# Selected extract
'''
From a bite-sized portrait of an artist’s life’s work, to an exhibition filled with art objects as useful as they are beautiful…from a gallery space that welcomes in the photographically-inclined, no matter how inexperienced, to the chance to bring affordable art into your own home and grow a collection: this month’s picks are all about immersing yourself in the art world. Don’t be timid; dive on in!


By Sarah Custen


The Kikuchi Kanjitsu Prize: Contemporary Japanese Crafts

Since their 2003 opening, Museé Tomo has endeavored to introduce contemporary ceramics to the Tokyo art scene with their Kikuchi Biennale competition, currently in its 6th iteration. This year, however, they’ve gone beyond that, with an exhibition featuring not only modern ceramics but also works of glass, wood, metal, bamboo, lacquer and textile by living Japanese artisans. The twelve artists, chosen by committee, represent the culmination of generations of artisanal knowledge. Two of the participants, Kenji Suda and Akira Yamamoto, have been nominated as Ningen Kokuho, Living National Treasures, for their innovative lacquer- and metal-work. Lacquer artist Yoshiaki Taguchi carries on the teachings of his father, a Ningen Kokuho, and Shinkyo Nakamura is a third generation maker of Hakata Ningyo, traditional Japanese clay dolls.
'''
# Exercise task A
Decide whether each statement below agrees with the art-picks column. Answer yes or no for each and quote the deciding words of the column: (i) Museé Tomo opened in 2003; (ii) the exhibition features fifteen artists; (iii) Shinkyo Nakamura is a lacquer artist.
# Exercise task B
Go on with the art-picks column, picking up right after its last sentence.

# Supplied records
'''
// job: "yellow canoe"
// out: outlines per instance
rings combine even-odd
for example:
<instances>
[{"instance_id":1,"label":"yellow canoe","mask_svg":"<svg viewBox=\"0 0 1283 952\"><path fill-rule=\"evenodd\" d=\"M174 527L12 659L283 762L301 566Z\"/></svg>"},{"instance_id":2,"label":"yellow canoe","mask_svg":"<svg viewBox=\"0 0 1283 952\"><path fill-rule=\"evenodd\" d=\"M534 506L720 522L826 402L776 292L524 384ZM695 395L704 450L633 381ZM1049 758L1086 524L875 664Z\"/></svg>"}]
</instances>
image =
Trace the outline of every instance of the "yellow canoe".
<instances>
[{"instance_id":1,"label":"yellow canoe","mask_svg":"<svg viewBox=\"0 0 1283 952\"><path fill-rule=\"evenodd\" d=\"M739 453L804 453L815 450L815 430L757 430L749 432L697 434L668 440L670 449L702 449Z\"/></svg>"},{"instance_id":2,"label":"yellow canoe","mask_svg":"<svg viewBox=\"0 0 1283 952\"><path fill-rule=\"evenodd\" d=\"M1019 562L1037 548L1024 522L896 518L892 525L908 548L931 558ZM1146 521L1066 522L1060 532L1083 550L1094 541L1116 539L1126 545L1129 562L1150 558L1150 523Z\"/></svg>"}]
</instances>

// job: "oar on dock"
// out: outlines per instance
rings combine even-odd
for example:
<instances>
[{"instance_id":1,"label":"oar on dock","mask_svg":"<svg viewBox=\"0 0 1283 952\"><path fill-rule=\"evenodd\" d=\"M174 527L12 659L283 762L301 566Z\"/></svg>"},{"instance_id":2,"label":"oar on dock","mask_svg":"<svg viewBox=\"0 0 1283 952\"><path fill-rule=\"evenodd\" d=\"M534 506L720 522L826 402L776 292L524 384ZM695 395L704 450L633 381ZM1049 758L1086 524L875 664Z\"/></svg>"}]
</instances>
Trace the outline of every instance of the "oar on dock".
'''
# Response A
(i) Yes: "Since their 2003 opening"
(ii) No: "The twelve artists, chosen by committee"
(iii) No: "Shinkyo Nakamura is a third generation maker of Hakata Ningyo, traditional Japanese clay dolls"

# Response B
musee-tomo

Image courtesy of Musee Tomo

Heritage and ritual aside, these artists have elevated their forms beyond classical interpretations–Nakamura’s dolls incorporate a confluence of styles, showing the Spanish and Portuguese influence during the Edo period. Suiko Buseki drew inspiration from the
Sochi Winter Olympics for his bamboo vessels, and Noriko Tsuiki’s hand-woven obi and kimono feature such subtle gradations of delicate thread, cleverly straddling the line between two worlds as “wearable art.”

In fact many of the objects exhibited for the Kikuchi Kanjitsu are on loan from personal collections, where they may be used for their intended function, or simply admired for their exquisite forms. “In the modern age, craftsmen became artists,” said Museé Tomo’s Chief Curator, Mari Hanazato. “So the objects they made became art–pieces of their expression.”

This exhibition humbly offers up a small collection of crafts to the public, asking: Art? Object? Or something in between? “You can feel from the artworks their struggle on the edges between material, technique and expression,” Hanazato said. Your struggle will be resisting the overwhelming temptation to touch.

Musee Tomo
Dates: January 24–March 22, 2015
Open: 11:00–18:00, closed Mondays
Web: www.musee-tomo.or.jp/exhibition_english.html

Jules Pascin Retrospective

Tucked away on the fourth floor of the Panasonic Shiodome building in the downtown, business-district Shimbashi area, the Shiodome Museum is perfect for a little light art fare during your lunch break or an easy daytime date. Their current exhibition, a comprehensive retrospective of the international Modernist artist Jules Pascin, is short and sweet, in contrast to the long career and tumultuous personal life of the artist.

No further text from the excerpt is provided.